● **WHAT THIS TASK INVOLVES**:
Using the passage about Grasse below, answer each question briefly.
(a) In what year was Chanel No. 5 launched?
(b) How many harvests are reserved exclusively for Chanel every year?
(c) What did the perfumers of Grasse specialize in at the beginning?

● **PROVIDED PASSAGE**:
Grasse smells of roses
ust a few drops of Chanel No. 5’ was all Marilyn Monroe wore in bed. A revalation that helped build the legend of the French company’s most exclusive scent. However, the true secret of its success has nothing to do with the blonde bombshell’s bed.
It was Ernest Beaux who was responsible for carrying out Coco Chanel’s wish: ‘I want a woman’s perfume that smells like a woman’. To achieve his goal, he headed to Grasse, the perfumers’ promised land.
Haute couture flowers
The formula for Chanel No. 5 has hardly changed since it was launched in 1921. Its secret resides in the raw ingredients. In 1987 Chanel decided to establish a closer relationship with its suppliers in Grasse and it formed an alliance with the Mul family, the biggest local flower producer. Every year five harvests are reserved exclusively for Chanel.
This city in Provence is where most of the perfumes in the world are produced, though its Medieval streets and Baroque-style palaces remind you of a village, not an industrial centre. History is the reason: the tradition is over three centuries old, and although some of the techniques have changed, their ‘savoir-faire’ is remains the same. At the beginning they specialised in scented gloves, a trick for getting rid of the unpleasant smell of leather that fascinated nobles, including Catherine de Medici. However, from the 17th century onwards, the local artisans embraced the Art of Parfum, and these day, over 10,000 people live from this art and about 60 factories here produce for more than half of all the perfumes made in France.

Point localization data
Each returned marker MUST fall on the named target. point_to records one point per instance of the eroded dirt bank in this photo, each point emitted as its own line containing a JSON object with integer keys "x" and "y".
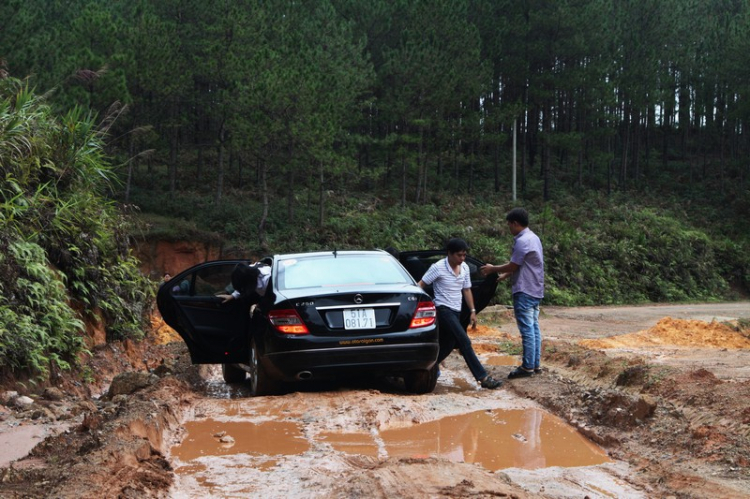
{"x": 675, "y": 415}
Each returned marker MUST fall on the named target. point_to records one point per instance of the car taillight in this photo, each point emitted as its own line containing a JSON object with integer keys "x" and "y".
{"x": 425, "y": 315}
{"x": 287, "y": 322}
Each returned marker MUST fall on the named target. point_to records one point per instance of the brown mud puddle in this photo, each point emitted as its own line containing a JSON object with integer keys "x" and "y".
{"x": 496, "y": 439}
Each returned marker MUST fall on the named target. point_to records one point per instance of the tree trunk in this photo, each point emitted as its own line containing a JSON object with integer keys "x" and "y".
{"x": 322, "y": 198}
{"x": 263, "y": 170}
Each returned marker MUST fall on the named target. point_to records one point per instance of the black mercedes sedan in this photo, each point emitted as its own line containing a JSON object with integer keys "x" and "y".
{"x": 324, "y": 315}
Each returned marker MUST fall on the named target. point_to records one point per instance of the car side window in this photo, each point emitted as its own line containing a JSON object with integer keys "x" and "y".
{"x": 214, "y": 280}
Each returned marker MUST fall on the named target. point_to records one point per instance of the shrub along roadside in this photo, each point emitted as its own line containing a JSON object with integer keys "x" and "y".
{"x": 63, "y": 245}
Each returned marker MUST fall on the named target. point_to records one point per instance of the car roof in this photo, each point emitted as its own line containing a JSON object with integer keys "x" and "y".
{"x": 331, "y": 253}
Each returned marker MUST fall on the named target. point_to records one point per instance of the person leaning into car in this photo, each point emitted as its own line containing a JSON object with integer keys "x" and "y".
{"x": 450, "y": 280}
{"x": 249, "y": 281}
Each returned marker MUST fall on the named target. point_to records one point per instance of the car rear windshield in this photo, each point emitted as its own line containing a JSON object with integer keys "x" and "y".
{"x": 342, "y": 270}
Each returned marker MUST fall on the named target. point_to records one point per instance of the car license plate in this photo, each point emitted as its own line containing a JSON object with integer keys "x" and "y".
{"x": 359, "y": 318}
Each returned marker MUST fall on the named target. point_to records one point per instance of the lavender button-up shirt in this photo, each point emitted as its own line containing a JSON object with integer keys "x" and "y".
{"x": 529, "y": 256}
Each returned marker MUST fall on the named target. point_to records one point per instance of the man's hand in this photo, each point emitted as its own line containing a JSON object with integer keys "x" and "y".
{"x": 487, "y": 269}
{"x": 225, "y": 298}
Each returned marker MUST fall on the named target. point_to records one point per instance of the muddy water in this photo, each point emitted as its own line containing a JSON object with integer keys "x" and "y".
{"x": 494, "y": 439}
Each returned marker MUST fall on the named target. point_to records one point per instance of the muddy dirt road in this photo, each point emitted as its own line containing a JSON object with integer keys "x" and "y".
{"x": 634, "y": 402}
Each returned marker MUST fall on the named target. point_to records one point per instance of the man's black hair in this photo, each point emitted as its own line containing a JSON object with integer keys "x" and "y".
{"x": 456, "y": 245}
{"x": 518, "y": 215}
{"x": 245, "y": 277}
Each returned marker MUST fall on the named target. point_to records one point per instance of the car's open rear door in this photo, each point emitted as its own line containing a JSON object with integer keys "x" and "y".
{"x": 214, "y": 332}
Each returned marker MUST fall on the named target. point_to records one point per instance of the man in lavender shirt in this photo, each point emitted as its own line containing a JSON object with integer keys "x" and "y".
{"x": 526, "y": 270}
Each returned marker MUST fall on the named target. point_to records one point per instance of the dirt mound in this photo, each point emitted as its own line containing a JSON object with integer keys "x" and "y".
{"x": 161, "y": 332}
{"x": 677, "y": 332}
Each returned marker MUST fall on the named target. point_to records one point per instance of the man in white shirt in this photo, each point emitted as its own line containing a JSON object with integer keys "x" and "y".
{"x": 450, "y": 280}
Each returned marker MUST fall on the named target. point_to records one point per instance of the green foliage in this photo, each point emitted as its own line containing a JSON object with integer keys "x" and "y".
{"x": 66, "y": 244}
{"x": 38, "y": 329}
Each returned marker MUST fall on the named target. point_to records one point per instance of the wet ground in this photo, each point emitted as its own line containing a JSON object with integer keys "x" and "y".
{"x": 629, "y": 417}
{"x": 309, "y": 435}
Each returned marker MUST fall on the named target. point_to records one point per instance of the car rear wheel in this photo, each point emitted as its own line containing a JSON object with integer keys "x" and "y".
{"x": 232, "y": 373}
{"x": 422, "y": 381}
{"x": 260, "y": 382}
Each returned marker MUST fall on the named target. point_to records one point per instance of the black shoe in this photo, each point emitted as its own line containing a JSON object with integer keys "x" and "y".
{"x": 520, "y": 372}
{"x": 491, "y": 383}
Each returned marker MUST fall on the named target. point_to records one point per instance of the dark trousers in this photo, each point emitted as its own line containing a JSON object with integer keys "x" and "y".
{"x": 453, "y": 335}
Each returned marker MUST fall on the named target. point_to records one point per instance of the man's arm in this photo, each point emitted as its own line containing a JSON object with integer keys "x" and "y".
{"x": 506, "y": 268}
{"x": 470, "y": 302}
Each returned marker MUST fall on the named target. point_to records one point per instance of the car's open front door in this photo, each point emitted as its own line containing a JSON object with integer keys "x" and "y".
{"x": 214, "y": 332}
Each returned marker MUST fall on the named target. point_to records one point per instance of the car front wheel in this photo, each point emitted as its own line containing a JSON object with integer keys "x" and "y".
{"x": 421, "y": 381}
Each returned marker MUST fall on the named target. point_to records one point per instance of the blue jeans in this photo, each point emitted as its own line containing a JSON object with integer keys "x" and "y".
{"x": 526, "y": 309}
{"x": 452, "y": 334}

● **TASK SOLUTION**:
(a) 1921
(b) Five
(c) Scented gloves